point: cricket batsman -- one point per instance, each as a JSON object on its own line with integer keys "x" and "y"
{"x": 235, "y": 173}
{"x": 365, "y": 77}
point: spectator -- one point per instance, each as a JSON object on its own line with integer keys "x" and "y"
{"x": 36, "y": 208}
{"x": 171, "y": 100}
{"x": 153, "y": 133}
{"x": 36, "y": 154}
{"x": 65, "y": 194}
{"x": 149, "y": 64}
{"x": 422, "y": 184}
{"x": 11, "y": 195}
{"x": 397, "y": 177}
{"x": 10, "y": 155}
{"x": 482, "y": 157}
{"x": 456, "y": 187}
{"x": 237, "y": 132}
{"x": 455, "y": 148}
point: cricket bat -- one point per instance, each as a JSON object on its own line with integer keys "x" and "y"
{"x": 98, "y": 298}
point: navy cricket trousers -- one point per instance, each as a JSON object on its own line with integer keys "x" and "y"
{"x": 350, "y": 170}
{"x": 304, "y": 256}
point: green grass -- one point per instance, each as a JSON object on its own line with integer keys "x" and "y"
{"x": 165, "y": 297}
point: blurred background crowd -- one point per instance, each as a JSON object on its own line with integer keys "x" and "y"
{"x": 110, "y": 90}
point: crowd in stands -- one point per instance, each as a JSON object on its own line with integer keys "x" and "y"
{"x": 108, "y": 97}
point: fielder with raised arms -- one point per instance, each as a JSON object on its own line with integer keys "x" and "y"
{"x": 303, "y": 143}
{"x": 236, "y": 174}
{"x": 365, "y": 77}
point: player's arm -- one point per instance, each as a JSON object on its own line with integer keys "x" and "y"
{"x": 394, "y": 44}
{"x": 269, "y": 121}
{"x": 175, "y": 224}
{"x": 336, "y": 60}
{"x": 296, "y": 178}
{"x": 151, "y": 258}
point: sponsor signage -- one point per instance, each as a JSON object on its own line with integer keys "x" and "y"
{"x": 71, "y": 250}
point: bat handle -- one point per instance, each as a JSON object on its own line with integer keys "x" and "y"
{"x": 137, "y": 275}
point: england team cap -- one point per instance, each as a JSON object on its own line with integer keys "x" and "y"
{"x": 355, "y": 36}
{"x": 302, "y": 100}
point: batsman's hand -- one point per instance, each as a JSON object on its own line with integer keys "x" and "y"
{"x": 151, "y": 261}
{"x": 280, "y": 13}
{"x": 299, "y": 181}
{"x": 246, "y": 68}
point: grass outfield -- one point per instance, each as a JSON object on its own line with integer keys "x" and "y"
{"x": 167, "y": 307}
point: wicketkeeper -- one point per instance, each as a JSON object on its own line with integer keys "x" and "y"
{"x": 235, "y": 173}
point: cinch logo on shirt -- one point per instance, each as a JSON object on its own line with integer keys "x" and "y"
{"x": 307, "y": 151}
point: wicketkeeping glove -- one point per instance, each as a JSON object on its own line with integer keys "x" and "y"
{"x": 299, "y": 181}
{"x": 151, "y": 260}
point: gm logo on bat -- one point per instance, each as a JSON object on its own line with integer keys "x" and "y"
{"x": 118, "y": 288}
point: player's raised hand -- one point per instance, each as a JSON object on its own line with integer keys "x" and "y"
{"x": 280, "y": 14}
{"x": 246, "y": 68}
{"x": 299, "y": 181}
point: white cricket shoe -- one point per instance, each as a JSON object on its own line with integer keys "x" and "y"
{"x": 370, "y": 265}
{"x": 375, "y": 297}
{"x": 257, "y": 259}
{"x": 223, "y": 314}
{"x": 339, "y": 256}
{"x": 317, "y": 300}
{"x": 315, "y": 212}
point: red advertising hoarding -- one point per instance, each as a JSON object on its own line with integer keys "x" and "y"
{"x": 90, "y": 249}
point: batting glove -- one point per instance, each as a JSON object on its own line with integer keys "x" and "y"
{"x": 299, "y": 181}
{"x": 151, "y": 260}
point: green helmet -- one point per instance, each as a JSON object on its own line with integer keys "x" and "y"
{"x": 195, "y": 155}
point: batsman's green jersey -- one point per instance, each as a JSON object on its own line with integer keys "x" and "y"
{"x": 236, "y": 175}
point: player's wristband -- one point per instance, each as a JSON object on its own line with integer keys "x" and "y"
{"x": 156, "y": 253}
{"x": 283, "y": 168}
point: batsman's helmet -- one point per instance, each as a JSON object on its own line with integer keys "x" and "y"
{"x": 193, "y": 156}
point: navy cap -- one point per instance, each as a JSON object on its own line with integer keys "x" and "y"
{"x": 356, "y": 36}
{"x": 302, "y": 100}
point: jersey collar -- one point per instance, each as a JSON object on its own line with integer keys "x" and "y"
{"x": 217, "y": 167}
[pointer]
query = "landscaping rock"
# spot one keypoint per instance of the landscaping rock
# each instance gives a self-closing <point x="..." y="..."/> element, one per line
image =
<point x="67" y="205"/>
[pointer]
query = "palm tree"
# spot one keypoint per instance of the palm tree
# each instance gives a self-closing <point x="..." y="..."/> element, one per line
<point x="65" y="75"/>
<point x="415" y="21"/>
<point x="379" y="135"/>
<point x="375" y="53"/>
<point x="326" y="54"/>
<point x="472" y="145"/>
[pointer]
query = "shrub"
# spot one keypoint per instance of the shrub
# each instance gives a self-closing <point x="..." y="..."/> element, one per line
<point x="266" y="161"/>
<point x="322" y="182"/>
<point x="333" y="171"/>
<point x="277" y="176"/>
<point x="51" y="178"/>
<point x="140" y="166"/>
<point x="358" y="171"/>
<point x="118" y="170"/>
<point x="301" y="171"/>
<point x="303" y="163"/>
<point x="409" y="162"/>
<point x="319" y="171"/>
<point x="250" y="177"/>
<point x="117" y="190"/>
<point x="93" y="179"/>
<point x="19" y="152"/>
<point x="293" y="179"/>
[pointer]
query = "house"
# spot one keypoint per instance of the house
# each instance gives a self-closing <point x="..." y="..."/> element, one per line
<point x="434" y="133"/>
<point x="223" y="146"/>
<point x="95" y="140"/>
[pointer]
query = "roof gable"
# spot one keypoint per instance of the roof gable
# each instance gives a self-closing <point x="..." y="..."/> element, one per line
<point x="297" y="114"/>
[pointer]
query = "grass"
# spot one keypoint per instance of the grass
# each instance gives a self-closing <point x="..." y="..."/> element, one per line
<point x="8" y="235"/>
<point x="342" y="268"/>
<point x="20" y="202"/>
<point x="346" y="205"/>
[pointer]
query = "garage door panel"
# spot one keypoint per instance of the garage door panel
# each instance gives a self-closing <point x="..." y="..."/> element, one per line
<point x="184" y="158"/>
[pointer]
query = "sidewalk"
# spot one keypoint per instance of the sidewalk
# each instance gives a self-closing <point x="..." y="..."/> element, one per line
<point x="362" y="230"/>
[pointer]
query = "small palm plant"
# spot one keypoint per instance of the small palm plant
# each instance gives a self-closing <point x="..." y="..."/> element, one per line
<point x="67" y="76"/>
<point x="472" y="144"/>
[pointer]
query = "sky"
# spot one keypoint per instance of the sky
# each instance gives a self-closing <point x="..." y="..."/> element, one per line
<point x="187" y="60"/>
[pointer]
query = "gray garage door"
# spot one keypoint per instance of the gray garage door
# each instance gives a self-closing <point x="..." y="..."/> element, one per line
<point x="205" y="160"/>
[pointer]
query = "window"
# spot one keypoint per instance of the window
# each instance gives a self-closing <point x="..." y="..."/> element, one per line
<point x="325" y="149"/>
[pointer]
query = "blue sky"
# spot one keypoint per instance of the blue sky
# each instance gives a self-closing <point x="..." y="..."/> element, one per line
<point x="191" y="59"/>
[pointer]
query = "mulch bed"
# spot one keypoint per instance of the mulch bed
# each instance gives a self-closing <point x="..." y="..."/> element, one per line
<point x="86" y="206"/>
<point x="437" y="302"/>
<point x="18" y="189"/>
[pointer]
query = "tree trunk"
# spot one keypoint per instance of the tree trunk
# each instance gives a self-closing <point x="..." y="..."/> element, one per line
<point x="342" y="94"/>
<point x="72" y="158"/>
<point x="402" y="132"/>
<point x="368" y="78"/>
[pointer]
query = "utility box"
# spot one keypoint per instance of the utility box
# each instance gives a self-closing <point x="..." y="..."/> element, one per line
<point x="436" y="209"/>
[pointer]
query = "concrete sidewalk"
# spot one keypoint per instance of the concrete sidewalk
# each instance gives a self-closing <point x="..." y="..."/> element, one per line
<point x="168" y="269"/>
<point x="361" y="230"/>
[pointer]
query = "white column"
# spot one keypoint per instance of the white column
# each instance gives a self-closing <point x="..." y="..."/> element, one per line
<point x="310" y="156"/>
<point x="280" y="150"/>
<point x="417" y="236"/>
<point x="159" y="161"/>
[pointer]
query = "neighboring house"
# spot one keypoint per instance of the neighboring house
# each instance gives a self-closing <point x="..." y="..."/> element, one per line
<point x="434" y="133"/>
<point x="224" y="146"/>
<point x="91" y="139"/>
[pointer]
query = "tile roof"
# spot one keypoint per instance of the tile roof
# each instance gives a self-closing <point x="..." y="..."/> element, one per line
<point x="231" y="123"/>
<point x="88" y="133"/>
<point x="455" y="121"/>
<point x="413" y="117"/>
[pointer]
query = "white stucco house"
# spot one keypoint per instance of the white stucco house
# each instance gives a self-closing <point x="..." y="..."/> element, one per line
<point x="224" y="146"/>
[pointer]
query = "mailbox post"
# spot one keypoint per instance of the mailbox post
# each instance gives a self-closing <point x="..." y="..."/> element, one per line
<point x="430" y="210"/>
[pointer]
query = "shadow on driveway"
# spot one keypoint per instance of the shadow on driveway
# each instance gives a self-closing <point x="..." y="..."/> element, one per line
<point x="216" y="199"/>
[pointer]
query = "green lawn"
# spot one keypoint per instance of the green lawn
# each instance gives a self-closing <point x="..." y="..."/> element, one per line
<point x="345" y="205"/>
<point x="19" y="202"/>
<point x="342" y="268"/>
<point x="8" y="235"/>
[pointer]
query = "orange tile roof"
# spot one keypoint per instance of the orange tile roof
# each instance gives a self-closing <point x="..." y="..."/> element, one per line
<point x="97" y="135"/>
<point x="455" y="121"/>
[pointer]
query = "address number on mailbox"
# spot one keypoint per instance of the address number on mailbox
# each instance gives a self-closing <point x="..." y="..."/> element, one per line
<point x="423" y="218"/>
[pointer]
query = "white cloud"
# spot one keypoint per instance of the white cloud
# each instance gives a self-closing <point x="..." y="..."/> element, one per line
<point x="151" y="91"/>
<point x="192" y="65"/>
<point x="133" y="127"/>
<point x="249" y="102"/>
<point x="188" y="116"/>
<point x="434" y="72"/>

++++++++++++++++++++

◆ Problem to solve: Lines containing the word "gable" must be found in the data above and copied.

◆ Output:
query = "roof gable"
# spot one keypoint per instance of the roof gable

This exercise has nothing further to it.